Exercise text
◇ ◇ ◇

ROCHESTER, Minn. (KTTC) -- The partial government shutdown will send more than 800,000 federal workers home without pay including ones in Rochester. Workers reported to their agencies Tuesday to prepare for the shutdown.

In Rochester, Federal Medical Center is one of the federally-funded facilities that's affected.  Like government facilities across the country, FMC is operating on limited resources during this time.

FMC houses inmates that need special medical attention.  An FMC employee tells KTTC he is worried about the shutdown, and he and his co-workers can't simply be told to not go to work since their jobs deal with human lives.

FMC is only one of many places in Rochester where government workers are struggling to find answers.  The National Guard Training and Community Center on Marion Road Southeast is also closed.

According to the Minnesota National Guard, anywhere from 4 to 20 military personnel work at this facility.  But more than 1,200 military technicians across State's entire National Guard are furloughed until further notice.

◇ ◇ ◇

Duplicate the shutdown news text from "FMC is only one" to "until further notice.".

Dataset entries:
◇ ◇ ◇

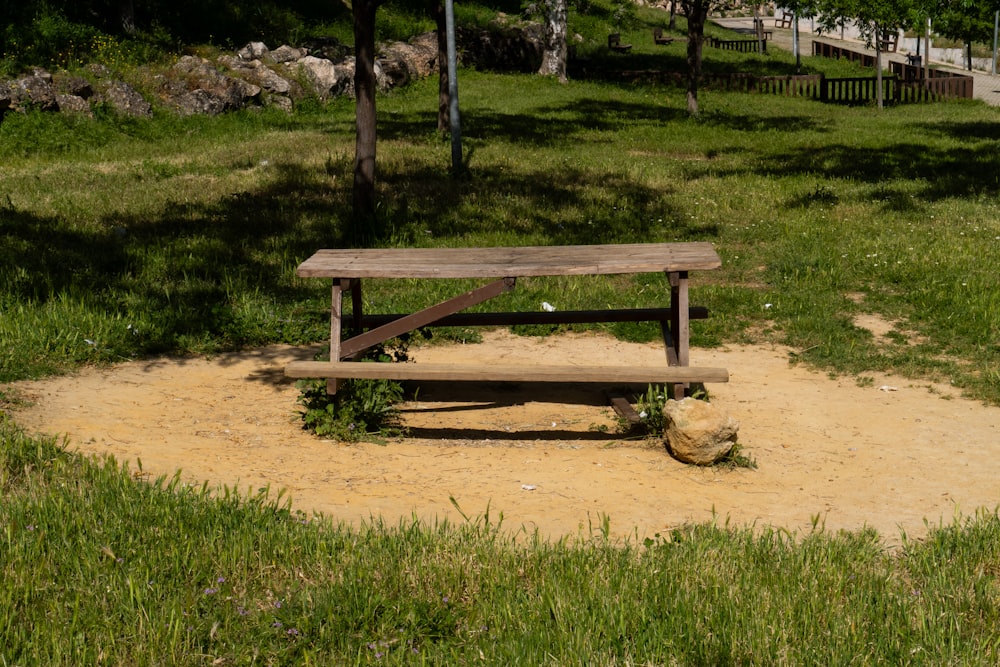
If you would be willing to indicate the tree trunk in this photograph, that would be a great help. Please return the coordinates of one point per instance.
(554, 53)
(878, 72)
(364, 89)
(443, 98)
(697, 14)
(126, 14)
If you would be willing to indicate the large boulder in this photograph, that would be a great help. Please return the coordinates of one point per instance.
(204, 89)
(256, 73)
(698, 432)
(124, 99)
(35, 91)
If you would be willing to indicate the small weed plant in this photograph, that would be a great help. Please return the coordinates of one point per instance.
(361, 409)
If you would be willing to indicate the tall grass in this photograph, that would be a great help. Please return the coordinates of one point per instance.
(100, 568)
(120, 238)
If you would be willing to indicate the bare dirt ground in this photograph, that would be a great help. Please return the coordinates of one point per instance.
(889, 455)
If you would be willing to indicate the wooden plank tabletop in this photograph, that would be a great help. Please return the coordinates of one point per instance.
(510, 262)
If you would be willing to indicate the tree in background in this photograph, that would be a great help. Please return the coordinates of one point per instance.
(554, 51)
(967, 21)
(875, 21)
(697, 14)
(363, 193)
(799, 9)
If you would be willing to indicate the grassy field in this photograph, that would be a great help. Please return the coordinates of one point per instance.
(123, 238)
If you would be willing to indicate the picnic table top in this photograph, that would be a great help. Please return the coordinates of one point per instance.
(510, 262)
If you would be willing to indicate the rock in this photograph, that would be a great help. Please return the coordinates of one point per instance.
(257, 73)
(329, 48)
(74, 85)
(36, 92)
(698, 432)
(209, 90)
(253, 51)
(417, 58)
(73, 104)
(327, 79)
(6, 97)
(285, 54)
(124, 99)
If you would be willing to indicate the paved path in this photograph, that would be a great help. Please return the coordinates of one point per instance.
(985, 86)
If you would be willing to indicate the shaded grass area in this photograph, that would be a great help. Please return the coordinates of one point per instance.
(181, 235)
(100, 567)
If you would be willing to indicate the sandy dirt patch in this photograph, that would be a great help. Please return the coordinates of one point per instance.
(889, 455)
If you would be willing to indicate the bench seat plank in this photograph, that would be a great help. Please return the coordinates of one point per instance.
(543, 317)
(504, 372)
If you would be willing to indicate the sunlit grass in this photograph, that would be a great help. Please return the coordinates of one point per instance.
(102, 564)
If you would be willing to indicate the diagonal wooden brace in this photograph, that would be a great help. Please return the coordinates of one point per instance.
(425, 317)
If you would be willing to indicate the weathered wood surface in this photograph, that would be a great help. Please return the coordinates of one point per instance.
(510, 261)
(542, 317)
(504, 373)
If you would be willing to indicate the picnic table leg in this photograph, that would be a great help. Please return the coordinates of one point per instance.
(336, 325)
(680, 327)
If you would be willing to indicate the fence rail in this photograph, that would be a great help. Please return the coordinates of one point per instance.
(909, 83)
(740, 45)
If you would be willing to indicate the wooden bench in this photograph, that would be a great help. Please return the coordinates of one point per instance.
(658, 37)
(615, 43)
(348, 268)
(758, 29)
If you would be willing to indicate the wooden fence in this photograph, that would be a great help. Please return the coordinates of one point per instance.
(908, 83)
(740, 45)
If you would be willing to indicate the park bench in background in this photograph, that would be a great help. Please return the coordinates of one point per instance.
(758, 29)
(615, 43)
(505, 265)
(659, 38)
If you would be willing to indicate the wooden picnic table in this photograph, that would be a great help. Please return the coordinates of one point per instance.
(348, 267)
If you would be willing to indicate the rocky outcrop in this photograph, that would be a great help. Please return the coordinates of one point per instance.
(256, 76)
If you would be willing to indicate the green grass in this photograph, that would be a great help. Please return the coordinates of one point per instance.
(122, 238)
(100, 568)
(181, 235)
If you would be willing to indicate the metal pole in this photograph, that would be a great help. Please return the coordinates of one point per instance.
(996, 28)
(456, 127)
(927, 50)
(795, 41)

◇ ◇ ◇

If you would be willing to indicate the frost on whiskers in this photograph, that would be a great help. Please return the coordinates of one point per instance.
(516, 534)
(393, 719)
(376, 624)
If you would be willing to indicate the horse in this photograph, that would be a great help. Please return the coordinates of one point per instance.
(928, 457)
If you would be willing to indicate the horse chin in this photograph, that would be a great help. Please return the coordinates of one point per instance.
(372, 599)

◇ ◇ ◇

Result of this exercise
FMC is only one of many places in Rochester where government workers are struggling to find answers.  The National Guard Training and Community Center on Marion Road Southeast is also closed.

According to the Minnesota National Guard, anywhere from 4 to 20 military personnel work at this facility.  But more than 1,200 military technicians across State's entire National Guard are furloughed until further notice.